SFIDE >>
[1] Cita dal testo sull'incidente stradale il tratto che va da "La causalità civile, infatti, si" fino a "concausa del sinistro.".
[2] Secondo il testo sull'incidente stradale, quale percentuale di responsabilità dell'evento il Tribunale di Novara ha attribuito all'asfalto?

── TESTO DELLA PAGINA ──

La causalità civile, infatti, si “accontenta” di un grado di certezza inferiore rispetto a quella penale, dove vige l’art. 533 c.p.p., che legittima la condanna solo quando l’imputato risulti colpevole “al di là di ogni ragionevole dubbio”. 

 

Le condizioni stradali non si possono escludere dalla responsabilità: il caso

Questa sentenza prende le mosse da un tragico caso di incidente stradale mortale. Un ragazzo, in sella alla sua motocicletta, tenta un sorpasso; avvedutosi però di un autoarticolato che sopraggiunge dalla corsia opposta, decide di rientrare nella parte della carreggiata di sua competenza. La brusca frenata, però, costa una rovinosa caduta e il conseguente schianto fatale sul parafango del camion in avanzamento. Nel punto “maledetto”, però, la famiglia del giovane riscontra un’anomalia del manto stradale, assunta come concausa del sinistro.

In un primo momento il Tribunale di Novara ha riconosciuto la problematica messa in evidenza dalla famiglia, adducendo un 40% di responsabilità dell’evento proprio all’asfalto. La controparte, però, è ricorsa in appello, sostenendo invece che la colpa fosse esclusivamente del conducente della motocicletta per la sua manovra azzardata. La Corte d’Appello di Torino, a suo tempo, ha accolto quest’ultima richiesta.

 

Il ricorso a Cassazione e la mancanza di indizi “gravi, precisi e concordanti”

───
── DATI FORNITI ──

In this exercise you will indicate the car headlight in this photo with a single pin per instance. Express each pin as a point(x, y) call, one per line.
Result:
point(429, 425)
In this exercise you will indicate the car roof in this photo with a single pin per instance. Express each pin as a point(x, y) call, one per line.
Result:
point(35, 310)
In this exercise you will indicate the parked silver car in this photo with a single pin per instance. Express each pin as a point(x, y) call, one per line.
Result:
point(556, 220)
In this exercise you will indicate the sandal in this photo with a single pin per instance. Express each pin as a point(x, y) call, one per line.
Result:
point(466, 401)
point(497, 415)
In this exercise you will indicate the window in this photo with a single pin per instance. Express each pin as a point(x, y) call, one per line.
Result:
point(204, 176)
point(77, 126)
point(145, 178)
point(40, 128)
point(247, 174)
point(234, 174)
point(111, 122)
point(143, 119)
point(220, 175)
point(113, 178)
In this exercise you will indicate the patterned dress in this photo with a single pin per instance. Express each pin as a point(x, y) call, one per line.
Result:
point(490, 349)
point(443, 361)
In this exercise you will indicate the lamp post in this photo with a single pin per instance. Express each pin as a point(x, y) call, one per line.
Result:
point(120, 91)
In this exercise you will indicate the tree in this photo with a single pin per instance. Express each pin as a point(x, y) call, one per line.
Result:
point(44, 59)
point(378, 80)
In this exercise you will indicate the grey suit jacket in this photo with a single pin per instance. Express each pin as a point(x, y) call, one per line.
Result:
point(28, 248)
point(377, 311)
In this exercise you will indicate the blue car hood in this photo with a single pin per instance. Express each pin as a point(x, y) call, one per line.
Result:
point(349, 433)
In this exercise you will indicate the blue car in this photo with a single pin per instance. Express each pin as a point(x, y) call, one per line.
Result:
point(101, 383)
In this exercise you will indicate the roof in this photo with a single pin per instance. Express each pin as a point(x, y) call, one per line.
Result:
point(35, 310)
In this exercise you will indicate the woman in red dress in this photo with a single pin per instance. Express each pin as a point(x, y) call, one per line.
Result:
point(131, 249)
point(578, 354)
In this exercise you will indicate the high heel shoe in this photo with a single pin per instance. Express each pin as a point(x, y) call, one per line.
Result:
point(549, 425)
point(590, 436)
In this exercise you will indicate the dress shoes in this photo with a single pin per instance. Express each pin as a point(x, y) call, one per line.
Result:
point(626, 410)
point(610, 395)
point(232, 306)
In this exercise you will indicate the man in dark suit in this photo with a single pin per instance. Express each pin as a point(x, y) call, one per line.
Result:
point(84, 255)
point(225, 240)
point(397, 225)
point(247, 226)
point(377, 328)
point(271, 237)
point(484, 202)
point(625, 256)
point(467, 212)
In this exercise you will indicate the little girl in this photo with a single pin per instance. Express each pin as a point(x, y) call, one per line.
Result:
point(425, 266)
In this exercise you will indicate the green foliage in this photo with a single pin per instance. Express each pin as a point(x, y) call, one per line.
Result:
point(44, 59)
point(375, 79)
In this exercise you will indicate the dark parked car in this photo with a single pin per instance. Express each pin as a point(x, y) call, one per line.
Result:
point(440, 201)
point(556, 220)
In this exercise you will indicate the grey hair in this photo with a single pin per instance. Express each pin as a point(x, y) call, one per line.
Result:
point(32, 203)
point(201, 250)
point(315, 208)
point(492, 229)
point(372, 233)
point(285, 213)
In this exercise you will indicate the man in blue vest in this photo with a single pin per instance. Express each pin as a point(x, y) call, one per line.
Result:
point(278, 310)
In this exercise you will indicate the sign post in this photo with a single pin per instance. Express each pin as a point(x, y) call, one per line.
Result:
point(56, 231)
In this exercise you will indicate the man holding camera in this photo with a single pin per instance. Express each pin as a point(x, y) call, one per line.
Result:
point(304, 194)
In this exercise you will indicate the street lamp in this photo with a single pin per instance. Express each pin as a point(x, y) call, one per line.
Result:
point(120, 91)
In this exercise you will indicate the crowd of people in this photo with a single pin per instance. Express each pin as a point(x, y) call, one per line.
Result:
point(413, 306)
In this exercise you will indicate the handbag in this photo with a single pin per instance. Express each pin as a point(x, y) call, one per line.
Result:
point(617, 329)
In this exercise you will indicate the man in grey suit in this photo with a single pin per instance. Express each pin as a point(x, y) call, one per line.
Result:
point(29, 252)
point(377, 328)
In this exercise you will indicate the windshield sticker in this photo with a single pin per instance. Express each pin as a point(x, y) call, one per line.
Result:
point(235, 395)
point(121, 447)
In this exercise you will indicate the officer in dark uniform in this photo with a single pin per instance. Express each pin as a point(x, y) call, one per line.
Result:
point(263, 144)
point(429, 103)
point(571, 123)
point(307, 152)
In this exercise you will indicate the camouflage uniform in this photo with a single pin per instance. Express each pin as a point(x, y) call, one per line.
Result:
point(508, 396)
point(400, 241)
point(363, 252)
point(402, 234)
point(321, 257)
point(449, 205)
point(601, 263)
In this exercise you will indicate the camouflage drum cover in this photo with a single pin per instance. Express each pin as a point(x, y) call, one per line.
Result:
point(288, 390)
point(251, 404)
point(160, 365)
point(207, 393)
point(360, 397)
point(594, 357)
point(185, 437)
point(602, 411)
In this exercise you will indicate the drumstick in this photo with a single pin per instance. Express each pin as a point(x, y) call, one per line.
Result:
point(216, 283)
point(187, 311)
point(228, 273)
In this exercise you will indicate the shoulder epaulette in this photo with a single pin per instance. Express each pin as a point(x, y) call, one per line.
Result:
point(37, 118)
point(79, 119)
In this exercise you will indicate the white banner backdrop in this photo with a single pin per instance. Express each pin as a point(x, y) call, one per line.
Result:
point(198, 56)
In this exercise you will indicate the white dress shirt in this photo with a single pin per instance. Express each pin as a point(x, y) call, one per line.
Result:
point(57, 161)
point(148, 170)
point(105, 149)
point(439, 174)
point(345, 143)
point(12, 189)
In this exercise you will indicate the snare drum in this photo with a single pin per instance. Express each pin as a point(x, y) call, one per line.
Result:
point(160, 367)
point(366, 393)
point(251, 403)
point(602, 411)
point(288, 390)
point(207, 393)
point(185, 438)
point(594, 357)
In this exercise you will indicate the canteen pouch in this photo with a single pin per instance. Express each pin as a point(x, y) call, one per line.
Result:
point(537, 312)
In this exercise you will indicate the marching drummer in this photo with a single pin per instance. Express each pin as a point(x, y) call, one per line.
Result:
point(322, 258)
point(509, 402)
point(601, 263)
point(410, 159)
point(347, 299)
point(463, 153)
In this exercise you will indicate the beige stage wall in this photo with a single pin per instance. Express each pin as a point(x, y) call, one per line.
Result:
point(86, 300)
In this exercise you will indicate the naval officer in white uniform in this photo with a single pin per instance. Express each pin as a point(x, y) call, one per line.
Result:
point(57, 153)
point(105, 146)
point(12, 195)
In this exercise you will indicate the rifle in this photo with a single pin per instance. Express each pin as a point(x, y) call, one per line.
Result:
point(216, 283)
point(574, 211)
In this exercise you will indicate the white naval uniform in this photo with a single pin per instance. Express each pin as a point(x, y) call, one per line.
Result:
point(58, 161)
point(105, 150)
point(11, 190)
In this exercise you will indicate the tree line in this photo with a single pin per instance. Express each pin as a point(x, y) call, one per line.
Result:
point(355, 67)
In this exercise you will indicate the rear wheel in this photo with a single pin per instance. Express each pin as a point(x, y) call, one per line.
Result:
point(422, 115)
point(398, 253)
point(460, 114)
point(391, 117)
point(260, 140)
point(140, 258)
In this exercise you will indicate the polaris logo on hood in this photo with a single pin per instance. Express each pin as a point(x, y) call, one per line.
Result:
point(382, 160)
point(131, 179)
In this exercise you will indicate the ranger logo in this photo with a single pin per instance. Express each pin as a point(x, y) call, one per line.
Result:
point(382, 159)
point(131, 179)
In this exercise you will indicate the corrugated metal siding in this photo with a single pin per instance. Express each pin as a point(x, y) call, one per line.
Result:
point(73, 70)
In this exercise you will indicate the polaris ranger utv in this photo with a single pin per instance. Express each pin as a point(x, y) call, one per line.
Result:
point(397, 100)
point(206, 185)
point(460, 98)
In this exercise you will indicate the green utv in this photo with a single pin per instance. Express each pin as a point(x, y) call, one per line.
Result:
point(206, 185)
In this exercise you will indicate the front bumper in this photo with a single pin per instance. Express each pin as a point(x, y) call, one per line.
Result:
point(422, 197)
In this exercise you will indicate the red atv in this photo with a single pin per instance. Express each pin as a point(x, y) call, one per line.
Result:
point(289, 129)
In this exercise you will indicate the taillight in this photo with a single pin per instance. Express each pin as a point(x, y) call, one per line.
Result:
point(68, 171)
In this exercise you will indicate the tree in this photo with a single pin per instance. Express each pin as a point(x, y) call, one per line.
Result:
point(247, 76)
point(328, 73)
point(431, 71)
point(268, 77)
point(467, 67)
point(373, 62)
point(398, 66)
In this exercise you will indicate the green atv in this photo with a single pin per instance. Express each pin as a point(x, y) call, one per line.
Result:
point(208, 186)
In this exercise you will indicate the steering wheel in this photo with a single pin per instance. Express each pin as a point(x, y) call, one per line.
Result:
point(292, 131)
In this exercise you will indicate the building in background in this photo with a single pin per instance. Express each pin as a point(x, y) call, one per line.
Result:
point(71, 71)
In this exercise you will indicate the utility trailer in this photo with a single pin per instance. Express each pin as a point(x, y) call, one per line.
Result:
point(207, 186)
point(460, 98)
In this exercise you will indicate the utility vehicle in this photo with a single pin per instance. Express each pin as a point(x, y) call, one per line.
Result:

───

RISPOSTE IN ORDINE >>
[1]
La causalità civile, infatti, si “accontenta” di un grado di certezza inferiore rispetto a quella penale, dove vige l’art. 533 c.p.p., che legittima la condanna solo quando l’imputato risulti colpevole “al di là di ogni ragionevole dubbio”. 

 

Le condizioni stradali non si possono escludere dalla responsabilità: il caso

Questa sentenza prende le mosse da un tragico caso di incidente stradale mortale. Un ragazzo, in sella alla sua motocicletta, tenta un sorpasso; avvedutosi però di un autoarticolato che sopraggiunge dalla corsia opposta, decide di rientrare nella parte della carreggiata di sua competenza. La brusca frenata, però, costa una rovinosa caduta e il conseguente schianto fatale sul parafango del camion in avanzamento. Nel punto “maledetto”, però, la famiglia del giovane riscontra un’anomalia del manto stradale, assunta come concausa del sinistro.

[2] Il 40%.